ASSIGNMENT » How do the lines below between the ones holding "Outline every instance of the painted" and "Outline every instance of the bare", inclusive, read? Give them again exactly, with no other lines.

DATA FOR REVIEW »
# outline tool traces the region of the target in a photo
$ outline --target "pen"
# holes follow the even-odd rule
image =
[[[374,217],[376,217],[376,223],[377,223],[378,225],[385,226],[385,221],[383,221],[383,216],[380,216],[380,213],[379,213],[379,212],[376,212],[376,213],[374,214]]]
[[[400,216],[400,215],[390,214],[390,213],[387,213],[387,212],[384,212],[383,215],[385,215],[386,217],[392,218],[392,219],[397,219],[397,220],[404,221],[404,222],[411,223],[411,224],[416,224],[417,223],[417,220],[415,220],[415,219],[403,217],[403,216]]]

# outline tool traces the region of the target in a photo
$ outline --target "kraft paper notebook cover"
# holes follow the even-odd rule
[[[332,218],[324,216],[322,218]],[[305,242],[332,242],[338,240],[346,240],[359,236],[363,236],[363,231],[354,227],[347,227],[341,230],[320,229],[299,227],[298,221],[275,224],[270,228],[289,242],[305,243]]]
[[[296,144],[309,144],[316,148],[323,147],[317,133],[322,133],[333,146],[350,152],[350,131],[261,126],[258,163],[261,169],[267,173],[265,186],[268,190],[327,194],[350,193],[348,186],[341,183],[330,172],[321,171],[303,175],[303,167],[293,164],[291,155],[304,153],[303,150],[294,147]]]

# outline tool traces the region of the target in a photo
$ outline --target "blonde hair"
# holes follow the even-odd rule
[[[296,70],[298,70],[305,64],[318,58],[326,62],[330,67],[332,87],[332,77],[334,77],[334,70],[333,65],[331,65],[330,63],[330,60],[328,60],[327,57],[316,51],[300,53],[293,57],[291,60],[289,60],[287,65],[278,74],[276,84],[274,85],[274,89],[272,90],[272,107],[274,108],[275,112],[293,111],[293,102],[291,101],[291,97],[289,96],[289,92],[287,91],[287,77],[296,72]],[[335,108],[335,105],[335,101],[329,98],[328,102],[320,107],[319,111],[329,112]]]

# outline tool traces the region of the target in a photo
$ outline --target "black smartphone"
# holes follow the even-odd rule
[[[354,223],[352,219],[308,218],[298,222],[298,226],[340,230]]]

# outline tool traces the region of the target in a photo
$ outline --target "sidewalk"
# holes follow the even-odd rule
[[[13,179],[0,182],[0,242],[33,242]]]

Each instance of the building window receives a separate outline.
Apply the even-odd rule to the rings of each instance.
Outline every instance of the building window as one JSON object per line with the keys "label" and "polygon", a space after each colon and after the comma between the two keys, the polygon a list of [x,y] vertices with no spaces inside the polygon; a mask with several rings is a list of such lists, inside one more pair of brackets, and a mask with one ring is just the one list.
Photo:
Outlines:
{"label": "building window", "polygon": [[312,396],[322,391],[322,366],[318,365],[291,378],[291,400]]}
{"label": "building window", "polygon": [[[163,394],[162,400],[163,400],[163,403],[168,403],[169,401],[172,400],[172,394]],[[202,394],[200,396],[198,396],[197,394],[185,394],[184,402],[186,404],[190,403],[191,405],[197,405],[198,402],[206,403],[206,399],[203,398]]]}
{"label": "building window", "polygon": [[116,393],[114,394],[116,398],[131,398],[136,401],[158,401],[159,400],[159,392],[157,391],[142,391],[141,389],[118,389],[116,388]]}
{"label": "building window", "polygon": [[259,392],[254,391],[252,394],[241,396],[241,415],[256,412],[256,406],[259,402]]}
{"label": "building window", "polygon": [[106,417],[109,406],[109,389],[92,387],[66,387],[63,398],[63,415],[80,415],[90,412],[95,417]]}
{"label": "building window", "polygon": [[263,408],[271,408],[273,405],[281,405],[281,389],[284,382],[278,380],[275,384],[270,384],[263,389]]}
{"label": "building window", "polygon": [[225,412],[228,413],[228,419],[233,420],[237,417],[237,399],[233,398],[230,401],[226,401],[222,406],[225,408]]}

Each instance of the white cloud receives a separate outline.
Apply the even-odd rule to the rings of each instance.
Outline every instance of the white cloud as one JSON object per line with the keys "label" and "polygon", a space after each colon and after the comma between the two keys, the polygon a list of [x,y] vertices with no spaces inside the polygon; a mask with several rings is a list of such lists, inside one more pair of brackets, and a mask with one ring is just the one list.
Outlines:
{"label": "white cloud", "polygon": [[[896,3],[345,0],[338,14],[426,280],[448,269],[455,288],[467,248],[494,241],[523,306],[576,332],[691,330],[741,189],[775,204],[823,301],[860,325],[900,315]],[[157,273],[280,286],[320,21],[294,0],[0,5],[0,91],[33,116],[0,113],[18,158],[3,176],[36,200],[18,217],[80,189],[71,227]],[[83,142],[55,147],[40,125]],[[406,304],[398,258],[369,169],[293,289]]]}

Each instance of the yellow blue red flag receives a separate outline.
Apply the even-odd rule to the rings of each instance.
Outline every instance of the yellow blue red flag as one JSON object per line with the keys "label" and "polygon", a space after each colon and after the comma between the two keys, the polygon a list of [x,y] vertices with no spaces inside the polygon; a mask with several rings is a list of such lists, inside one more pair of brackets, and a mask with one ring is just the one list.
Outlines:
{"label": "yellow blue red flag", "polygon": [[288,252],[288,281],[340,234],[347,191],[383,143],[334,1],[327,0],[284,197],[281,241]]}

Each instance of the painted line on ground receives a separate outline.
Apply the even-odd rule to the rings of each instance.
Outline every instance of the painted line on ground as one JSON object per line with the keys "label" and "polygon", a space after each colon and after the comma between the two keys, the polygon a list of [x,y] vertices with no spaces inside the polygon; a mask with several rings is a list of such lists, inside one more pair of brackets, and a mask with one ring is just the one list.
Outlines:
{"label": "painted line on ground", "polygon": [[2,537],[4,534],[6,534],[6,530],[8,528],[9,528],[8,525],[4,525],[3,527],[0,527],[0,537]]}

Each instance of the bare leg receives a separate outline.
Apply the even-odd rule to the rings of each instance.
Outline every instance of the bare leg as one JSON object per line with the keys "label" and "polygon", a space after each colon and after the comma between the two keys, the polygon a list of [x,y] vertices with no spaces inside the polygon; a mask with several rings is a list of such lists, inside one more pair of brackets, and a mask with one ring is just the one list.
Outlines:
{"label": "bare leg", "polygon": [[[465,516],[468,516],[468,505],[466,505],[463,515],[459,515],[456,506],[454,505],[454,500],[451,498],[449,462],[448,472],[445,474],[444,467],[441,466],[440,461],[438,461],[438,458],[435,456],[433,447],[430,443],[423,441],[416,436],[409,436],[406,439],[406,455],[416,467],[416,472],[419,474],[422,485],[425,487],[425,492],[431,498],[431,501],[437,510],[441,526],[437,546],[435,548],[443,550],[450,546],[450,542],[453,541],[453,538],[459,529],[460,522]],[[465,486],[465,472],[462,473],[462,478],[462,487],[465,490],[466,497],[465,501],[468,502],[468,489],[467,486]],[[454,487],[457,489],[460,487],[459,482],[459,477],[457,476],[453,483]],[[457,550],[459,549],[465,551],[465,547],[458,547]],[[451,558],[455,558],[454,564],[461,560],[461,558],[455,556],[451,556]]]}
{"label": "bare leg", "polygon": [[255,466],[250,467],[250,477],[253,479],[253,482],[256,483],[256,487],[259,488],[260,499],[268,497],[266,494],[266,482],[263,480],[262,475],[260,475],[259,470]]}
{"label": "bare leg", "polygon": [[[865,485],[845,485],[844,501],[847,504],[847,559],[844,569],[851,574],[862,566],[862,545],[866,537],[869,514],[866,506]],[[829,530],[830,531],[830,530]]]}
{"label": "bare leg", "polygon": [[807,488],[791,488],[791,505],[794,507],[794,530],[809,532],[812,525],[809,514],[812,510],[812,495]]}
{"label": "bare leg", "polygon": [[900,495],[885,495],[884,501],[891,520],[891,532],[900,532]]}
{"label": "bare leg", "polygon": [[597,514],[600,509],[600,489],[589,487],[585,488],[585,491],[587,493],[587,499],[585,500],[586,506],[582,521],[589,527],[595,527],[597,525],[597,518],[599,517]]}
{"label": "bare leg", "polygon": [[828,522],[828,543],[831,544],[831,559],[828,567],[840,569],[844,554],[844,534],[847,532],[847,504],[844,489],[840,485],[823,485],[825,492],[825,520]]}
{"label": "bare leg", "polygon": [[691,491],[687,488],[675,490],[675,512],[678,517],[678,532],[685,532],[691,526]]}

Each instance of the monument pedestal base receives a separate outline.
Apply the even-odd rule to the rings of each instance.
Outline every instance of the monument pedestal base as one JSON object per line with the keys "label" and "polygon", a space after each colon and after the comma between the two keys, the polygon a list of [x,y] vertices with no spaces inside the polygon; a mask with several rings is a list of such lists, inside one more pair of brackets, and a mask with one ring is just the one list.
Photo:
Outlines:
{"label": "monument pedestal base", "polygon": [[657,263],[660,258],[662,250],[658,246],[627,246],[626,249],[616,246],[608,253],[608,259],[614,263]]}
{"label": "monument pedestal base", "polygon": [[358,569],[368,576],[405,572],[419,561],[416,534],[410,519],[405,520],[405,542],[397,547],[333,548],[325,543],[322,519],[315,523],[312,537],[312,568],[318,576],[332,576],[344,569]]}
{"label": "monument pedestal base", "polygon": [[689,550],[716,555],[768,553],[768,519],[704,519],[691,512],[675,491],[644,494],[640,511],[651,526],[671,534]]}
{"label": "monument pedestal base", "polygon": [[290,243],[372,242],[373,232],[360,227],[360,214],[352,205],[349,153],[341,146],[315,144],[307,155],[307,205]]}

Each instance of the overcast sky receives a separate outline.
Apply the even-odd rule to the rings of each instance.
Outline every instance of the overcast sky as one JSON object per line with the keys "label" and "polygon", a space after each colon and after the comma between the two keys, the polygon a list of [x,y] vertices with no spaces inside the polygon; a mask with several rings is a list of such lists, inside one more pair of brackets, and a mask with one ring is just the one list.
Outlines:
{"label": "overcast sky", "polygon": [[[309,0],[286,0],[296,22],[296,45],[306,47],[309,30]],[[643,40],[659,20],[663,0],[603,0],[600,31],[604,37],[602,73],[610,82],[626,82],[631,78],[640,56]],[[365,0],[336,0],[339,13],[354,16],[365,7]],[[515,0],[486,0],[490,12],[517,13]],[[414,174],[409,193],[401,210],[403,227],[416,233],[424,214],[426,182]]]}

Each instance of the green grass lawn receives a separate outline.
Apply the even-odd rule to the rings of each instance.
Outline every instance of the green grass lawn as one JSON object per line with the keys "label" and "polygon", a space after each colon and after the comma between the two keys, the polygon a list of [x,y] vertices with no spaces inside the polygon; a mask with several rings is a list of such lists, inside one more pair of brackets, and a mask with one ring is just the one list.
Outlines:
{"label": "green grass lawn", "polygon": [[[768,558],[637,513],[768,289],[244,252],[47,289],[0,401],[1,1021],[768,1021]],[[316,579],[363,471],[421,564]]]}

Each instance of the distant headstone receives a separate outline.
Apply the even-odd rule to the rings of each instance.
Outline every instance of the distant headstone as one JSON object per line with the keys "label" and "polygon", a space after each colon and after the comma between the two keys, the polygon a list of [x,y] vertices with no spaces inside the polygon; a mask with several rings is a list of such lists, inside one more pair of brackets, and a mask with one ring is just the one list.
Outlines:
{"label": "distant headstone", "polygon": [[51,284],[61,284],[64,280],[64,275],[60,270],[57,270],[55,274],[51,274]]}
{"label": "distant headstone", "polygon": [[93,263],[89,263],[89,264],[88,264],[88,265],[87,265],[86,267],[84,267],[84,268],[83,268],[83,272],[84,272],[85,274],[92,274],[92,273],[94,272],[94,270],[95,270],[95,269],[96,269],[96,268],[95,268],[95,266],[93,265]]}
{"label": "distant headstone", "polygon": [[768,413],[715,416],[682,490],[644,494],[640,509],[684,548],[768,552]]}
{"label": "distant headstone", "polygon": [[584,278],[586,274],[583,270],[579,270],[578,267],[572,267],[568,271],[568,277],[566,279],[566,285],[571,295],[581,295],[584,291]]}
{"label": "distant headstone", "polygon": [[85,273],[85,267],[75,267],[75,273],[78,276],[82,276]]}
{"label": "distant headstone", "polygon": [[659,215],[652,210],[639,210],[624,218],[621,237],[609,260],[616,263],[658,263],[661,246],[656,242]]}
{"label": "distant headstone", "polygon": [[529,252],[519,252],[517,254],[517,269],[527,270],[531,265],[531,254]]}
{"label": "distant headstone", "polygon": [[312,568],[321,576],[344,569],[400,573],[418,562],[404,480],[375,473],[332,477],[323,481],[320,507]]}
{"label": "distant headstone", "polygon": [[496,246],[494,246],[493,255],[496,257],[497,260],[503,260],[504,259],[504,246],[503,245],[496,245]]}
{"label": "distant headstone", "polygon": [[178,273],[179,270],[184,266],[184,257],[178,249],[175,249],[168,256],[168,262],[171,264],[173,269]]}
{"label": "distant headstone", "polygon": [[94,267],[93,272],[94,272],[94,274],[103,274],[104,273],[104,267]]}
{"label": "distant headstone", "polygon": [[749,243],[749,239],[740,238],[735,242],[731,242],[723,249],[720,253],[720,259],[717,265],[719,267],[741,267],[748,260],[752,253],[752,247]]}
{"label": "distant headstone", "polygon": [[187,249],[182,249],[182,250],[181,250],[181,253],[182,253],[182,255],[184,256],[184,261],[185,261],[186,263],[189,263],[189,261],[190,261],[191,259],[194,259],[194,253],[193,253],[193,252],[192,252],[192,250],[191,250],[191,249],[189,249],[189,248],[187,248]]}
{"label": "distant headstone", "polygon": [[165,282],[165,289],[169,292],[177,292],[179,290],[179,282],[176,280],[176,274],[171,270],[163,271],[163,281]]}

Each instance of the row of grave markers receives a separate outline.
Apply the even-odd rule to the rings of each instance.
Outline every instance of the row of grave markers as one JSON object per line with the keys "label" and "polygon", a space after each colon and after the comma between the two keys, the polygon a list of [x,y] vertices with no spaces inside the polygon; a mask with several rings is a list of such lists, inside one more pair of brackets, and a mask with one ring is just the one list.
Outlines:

SOLUTION »
Outline every instance of the painted line on ground as one JSON object per line with the keys "label" and "polygon", a space after each colon and after the comma between the two keys, the polygon a list of [x,y] vertices with no spaces inside the polygon; a mask with several rings is a list of such lists, inside one more pair of brackets, and a mask with one ring is just the one list.
Outlines:
{"label": "painted line on ground", "polygon": [[2,537],[4,534],[6,534],[6,530],[8,528],[9,528],[8,525],[4,525],[3,527],[0,527],[0,537]]}

Each instance of the bare leg receives a separate outline.
Apply the even-odd rule to the rings of each instance.
Outline every instance of the bare leg as one JSON object per line with the keys "label" and "polygon", a space after each colon and after the comma between the two keys, the polygon a list of [x,y] vertices with no spaces inside the polygon; a mask with several rings is a list of such lists, inside one more pair of brackets, and a mask with one ring is just the one list.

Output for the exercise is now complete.